Stored data:

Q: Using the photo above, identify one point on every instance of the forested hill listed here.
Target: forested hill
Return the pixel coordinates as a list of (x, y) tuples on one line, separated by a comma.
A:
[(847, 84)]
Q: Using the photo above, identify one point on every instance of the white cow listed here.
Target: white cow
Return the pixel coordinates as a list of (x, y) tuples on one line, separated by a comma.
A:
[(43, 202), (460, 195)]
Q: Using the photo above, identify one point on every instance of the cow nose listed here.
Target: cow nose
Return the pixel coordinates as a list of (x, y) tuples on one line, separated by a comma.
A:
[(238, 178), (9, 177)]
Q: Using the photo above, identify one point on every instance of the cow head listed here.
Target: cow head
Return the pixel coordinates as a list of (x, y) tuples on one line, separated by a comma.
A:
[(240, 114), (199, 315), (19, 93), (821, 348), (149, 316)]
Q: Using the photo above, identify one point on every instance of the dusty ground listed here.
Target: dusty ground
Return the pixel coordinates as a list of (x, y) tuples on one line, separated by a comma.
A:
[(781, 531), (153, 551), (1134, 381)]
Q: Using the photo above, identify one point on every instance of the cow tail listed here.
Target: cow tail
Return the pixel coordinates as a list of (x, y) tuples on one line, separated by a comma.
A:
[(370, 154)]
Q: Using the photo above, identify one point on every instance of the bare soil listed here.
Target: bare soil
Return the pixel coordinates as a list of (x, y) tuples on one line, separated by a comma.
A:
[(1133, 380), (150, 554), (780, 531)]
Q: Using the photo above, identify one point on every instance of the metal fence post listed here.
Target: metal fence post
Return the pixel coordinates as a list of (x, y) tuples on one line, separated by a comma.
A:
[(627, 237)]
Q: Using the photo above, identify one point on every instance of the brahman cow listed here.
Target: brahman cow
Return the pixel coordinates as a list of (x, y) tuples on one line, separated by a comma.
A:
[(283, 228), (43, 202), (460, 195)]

Exercise directions:
Please write out the data word for word, from the line containing "soil listed here." through the last line of the data, including both ends.

Result of the task:
Q: Using the photo above, identify one point on every instance of the bare soil listed here.
Target: bare soil
Return the pixel coordinates as a list of (x, y) tuples on one line, separated by a comma.
A:
[(1133, 380), (150, 554), (780, 531)]
Q: Using the photo above, identify one point on every instance of the metal fence post listed here.
Target: metal fence post
Return the pixel coordinates as a list of (x, y) tuples on one line, separated by a comma.
A:
[(627, 237)]
Q: Using the photo above, identify one point on every instance of the brahman cow listed here.
Target: brahman cow
Return the pixel coordinates as a list of (x, y) tuples on one line, separated by a comma.
A:
[(283, 228), (43, 202), (460, 195)]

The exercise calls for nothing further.